=== Vorliegender Textauszug ===
Cowdfunding ist nach Jahren der Lethargie in Österreich angekommen. Für kreative Unternehmer und Start-Ups werden alternative Finanzierungsformen immer wichtiger.

Für die Revolution in der Landwirtschaft benötigt Bernhard Peschak zwei Kameras, einen handelsüblichen PC und ein paar Algorithmen. Mit Augen, Gehirn und Verstand ausgestattet fährt sein autonomer Traktor ganz von selbst über den Acker. Er pflügt, sät, düngt und erntet, ohne Bauer am Steuer. Was nach einer Spinnerei klingt, ist das Ergebnis jahrelanger Forschung und könnte den Arbeitsalltag eines Berufsstandes auf den Kopf stellen.
=== Bereitgestelltes Material ===
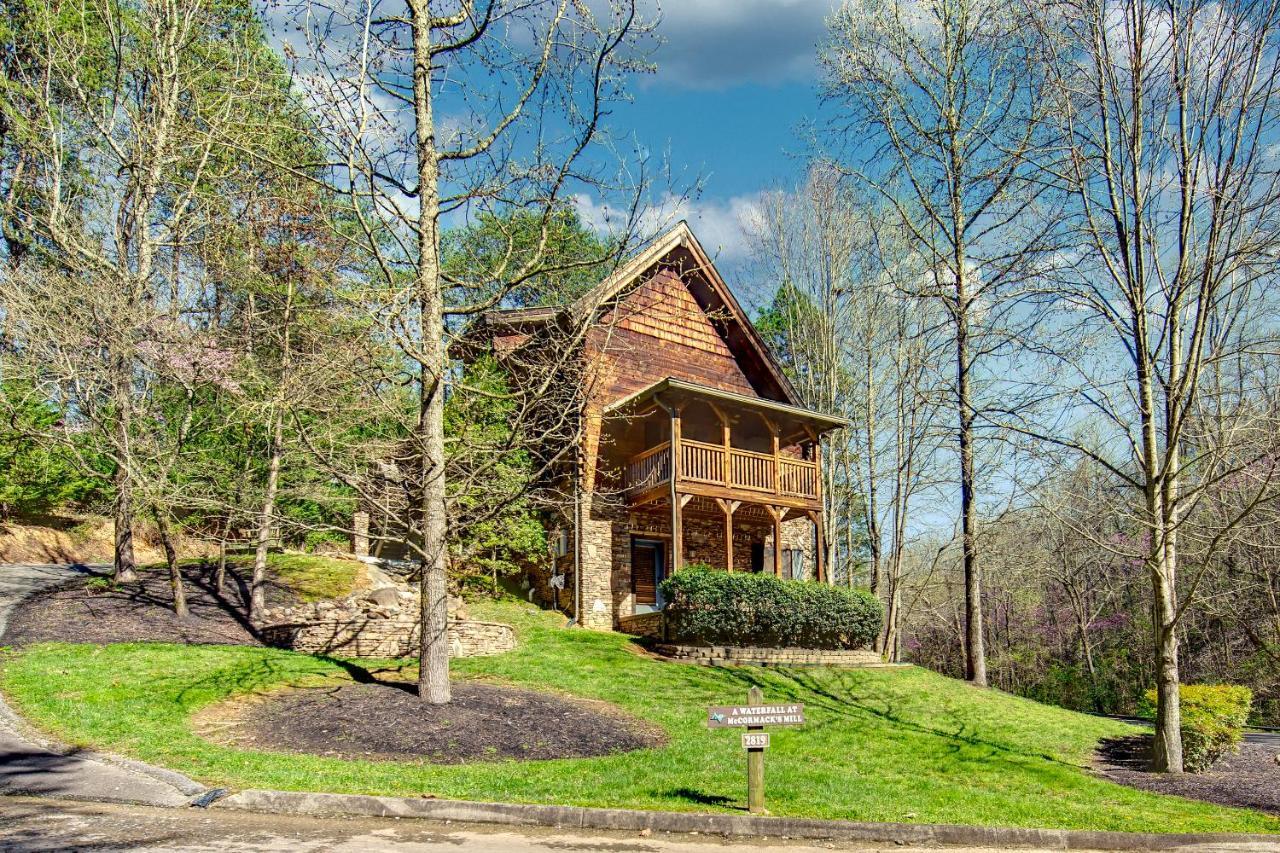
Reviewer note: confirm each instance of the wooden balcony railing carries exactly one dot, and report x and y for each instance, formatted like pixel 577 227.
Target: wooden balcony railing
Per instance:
pixel 649 469
pixel 703 463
===
### Zu erledigende Aufgaben
• 1. Übernimm aus dem Textauszug wortgetreu die Stelle zwischen "Cowdfunding ist nach" und "den Kopf stellen.", beide eingeschlossen.
• 2. Was benötigt Bernhard Peschak laut dem Textauszug für die Revolution in der Landwirtschaft?
• 3. Führe den Textauszug über den autonomen Traktor im Anschluss an seinen letzten Satz weiter.
Das Material hat mit dem Textauszug nichts zu tun.

### Ergebnisse je Aufgabe
• 1.
Cowdfunding ist nach Jahren der Lethargie in Österreich angekommen. Für kreative Unternehmer und Start-Ups werden alternative Finanzierungsformen immer wichtiger.

Für die Revolution in der Landwirtschaft benötigt Bernhard Peschak zwei Kameras, einen handelsüblichen PC und ein paar Algorithmen. Mit Augen, Gehirn und Verstand ausgestattet fährt sein autonomer Traktor ganz von selbst über den Acker. Er pflügt, sät, düngt und erntet, ohne Bauer am Steuer. Was nach einer Spinnerei klingt, ist das Ergebnis jahrelanger Forschung und könnte den Arbeitsalltag eines Berufsstandes auf den Kopf stellen.

• 2. Zwei Kameras, einen handelsüblichen PC und ein paar Algorithmen.

• 3.
In der Gemeinde Heldenberg im Weinviertel, einer der Kornkammern Österreichs, stößt diese Aussicht auf offene Ohren. Mehr als hundert Gäste sind im Januar ins örtliche Oldtimermuseum gekommen, um sich Peschaks Vortrag anzuhören, darunter viel Landwirte. Sie hören, was der Traktor alles im Alleingang vermag: Unkraut von Nutzpflanzen unterscheiden, Hindernissen ausweichen, den Stickstoffgehalt des Bodens messen. »Wir haben weltweit einen Wissensvorsprung von drei, vier Jahren«, ist Peschak überzeugt. Der einzige Haken: Den smarten Traktor gibt es noch nicht zu kaufen. Derzeit testet der Ingenieur Prototypen an geheimen Orten. Um die Technologie marktreif zu kriegen, braucht seine Firma mindestens 77 000 Euro. Doch Peschak will nicht auf die Bank gehen, die Sicherheiten für einen Kredit hat er nicht. Er ist nach Heldenberg gekommen, um private Anleger zu finden. Crowdfunding soll sein Traktor-Projekt ins Rollen bringen.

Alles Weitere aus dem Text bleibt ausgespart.